begin Source
Group on track for double profits

Although 2010 will be an exceptionally tough year for retailing, Co-operative Group Chief Executive Peter Marks says his three-year pledge to double profits since the summer 2007 merger...

Despite what he termed a climate of fear for consumers due to worries over the state of the economy, Mr Marks told the Group AGM in Manchester that when he addresses next year’s annual meeting, he will be able to announce another significant improvement in the Group’s profits.

“We had a tremendous year in 2009, particularly in the context of the very difficult economic climate we’re working in,” said Mr Marks. “We enjoyed record sales of just short of £14 billion — consolidated results including the Trading Group and CFS — and a record operating profit of £473 million, up a substantial 20 per cent. Profit before tax is up a massive 85 per cent.”

However the Group CEO acknowledged that return on capital employed had dipped from 11.4 to 9.6 per cent. He said this was expected and planned for due to the massive Somerfield acquisition and described the fall as a “short term blip”.

Said Mr Marks: “Over the next three years you will see that rise well above 11.4 per cent. But, even at 9.6 per cent, it’s very respectable when we benchmark it against our peers in the markets that we operate in.

“What’s very important is what our members get out of all this success and I’m happy to report that the dividend to members is at record levels again — over £100 million. But it’s not just about financial reward, it’s what we do in our communities and again, the amount that we can give to all the projects that our regions are involved in on a day by day basis is also increasing.”
end Source
begin Given records
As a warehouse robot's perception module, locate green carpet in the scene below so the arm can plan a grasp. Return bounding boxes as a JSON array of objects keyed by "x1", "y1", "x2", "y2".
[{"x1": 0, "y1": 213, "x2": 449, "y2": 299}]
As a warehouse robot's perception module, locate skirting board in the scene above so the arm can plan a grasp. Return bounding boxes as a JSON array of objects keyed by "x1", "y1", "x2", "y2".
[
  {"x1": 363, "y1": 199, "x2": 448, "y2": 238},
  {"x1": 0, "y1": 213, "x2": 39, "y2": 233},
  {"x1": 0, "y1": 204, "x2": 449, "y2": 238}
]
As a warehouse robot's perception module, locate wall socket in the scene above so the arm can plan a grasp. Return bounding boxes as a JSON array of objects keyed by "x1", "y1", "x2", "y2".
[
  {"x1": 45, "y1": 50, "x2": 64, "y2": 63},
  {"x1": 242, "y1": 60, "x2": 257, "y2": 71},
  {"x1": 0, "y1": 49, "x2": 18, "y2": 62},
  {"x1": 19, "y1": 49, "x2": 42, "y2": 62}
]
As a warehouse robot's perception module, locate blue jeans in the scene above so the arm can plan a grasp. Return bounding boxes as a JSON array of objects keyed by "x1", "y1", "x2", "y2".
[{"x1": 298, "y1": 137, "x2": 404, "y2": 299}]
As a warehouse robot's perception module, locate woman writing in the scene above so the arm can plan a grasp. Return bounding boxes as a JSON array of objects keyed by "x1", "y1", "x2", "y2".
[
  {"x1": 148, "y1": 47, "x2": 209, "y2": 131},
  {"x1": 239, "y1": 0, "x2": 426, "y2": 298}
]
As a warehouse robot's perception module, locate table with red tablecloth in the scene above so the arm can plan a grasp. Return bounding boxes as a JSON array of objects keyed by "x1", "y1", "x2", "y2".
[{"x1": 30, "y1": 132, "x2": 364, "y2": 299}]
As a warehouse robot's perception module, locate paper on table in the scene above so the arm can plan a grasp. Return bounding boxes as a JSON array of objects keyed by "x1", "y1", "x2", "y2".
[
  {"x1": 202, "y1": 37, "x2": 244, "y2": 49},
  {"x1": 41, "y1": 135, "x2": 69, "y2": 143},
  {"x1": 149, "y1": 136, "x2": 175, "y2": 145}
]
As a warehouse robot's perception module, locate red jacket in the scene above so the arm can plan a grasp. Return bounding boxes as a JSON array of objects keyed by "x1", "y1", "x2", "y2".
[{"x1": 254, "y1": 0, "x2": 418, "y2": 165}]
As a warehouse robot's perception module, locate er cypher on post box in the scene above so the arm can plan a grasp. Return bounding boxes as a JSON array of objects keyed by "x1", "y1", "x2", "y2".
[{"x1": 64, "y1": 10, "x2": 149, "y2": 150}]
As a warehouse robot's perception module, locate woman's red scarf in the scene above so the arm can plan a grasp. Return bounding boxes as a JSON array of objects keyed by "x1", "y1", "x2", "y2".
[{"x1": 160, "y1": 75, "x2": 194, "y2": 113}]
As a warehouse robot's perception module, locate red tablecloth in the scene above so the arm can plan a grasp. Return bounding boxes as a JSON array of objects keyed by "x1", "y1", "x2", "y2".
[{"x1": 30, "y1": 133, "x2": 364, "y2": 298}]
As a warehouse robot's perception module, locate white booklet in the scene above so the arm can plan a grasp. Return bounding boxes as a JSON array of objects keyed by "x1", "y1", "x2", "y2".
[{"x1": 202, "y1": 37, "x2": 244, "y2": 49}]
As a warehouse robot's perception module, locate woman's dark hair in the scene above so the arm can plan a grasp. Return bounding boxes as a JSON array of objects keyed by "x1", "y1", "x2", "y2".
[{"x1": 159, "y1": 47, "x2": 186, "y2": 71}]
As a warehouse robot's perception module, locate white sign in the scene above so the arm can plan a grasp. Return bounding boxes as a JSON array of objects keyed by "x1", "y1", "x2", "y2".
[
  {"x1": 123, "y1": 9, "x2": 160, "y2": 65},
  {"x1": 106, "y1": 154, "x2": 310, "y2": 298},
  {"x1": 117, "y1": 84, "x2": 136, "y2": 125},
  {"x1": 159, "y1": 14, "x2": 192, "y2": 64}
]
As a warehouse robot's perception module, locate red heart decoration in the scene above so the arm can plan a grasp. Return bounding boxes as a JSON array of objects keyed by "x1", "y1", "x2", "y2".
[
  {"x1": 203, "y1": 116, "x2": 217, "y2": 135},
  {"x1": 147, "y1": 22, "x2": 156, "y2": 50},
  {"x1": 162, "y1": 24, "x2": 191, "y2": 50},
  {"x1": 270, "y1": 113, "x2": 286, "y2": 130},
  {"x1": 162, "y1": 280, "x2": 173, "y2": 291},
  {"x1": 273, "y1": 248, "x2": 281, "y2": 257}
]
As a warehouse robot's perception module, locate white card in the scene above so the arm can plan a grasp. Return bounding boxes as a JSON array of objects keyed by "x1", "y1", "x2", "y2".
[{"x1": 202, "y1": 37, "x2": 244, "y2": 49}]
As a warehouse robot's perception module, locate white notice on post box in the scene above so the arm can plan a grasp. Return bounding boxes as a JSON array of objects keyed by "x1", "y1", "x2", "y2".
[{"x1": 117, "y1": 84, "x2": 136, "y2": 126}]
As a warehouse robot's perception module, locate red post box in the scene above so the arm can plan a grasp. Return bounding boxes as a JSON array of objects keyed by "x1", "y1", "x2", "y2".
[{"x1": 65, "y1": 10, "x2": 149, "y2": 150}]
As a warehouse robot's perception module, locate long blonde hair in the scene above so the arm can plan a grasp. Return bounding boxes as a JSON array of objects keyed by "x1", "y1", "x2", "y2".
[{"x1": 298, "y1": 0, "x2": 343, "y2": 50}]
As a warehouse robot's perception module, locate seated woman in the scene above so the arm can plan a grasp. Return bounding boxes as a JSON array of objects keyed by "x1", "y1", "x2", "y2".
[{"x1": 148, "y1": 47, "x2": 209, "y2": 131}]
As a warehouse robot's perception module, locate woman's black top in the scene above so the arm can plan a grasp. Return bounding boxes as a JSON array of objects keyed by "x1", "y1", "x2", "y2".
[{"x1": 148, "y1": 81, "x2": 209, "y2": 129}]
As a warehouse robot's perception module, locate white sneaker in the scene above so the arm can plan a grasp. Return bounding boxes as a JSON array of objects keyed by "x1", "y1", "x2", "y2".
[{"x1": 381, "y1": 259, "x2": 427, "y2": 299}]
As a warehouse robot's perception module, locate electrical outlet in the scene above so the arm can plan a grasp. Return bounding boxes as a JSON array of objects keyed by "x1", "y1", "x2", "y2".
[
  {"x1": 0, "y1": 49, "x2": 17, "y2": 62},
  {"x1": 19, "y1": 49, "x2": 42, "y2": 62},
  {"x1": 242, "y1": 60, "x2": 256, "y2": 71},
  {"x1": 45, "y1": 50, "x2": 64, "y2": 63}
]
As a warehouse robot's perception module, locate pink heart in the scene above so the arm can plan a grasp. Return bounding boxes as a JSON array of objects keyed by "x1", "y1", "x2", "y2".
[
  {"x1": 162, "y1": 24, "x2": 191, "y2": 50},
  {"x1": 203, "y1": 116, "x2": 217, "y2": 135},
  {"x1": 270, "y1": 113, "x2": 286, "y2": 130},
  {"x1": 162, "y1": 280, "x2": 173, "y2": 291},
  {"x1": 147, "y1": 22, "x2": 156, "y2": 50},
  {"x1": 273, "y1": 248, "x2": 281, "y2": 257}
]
end Given records
- _What this exercise asks_
**A)** Return every line of the entries that contains the word "woman".
**B)** Carry on the news article about the Co-operative Group's profits, starting after its final paragraph.

- _Responses in order_
**A)**
As a warehouse robot's perception module, locate woman writing in the scene above so the arm can plan a grasp. Return bounding boxes as a JSON array of objects keyed by "x1", "y1", "x2", "y2".
As a warehouse robot's perception module, locate woman's red scarf in the scene above so the arm can plan a grasp. Return bounding boxes as a JSON array of objects keyed by "x1", "y1", "x2", "y2".
As a warehouse robot's perception module, locate woman's dark hair in the scene above so the arm can plan a grasp. Return bounding boxes as a JSON array of objects keyed by "x1", "y1", "x2", "y2".
As a warehouse robot's perception module, locate seated woman in the scene above so the arm can plan a grasp. Return bounding boxes as a JSON array of objects keyed by "x1", "y1", "x2", "y2".
As a warehouse robot's perception module, locate woman's black top in the scene above so the arm can plan a grasp. Return bounding boxes as a JSON array of objects keyed by "x1", "y1", "x2", "y2".

**B)**
Mr Marks said that although Co-operative Group stores are performing well ahead of the market, sales decreases have been experienced in Somerfield stores, though this was not a cause for serious concerns.

He said the situation was “light years away from the Morrison-Safeway scenario” a few years ago when Morrisons’ profits plunged after it acquired its retail rival.

“Yes, we’d like the sales performance of Somerfield to be better, but as we disrupt the stores, close stores for refurbishment, change ranges, change IT systems, change distribution, it was bound to happen that the customer saw that and were disappointed,” said Mr Marks.

“But we will get through that. We have to do this integration at pace. We said we’d develop one business in two years, we’re half way through that project, we’re bang on track in terms of our integration.”

Mr Marks told delegates that the Group’s food retailing operation saw a 30 per cent in profits last year, despite the problems associated with absorbing Somerfield, but emphasised the society is more than just a grocery organisation.

He said: “We are represented in many markets and all the businesses are performing on budget, and a budget that was a stretching one to improve profits.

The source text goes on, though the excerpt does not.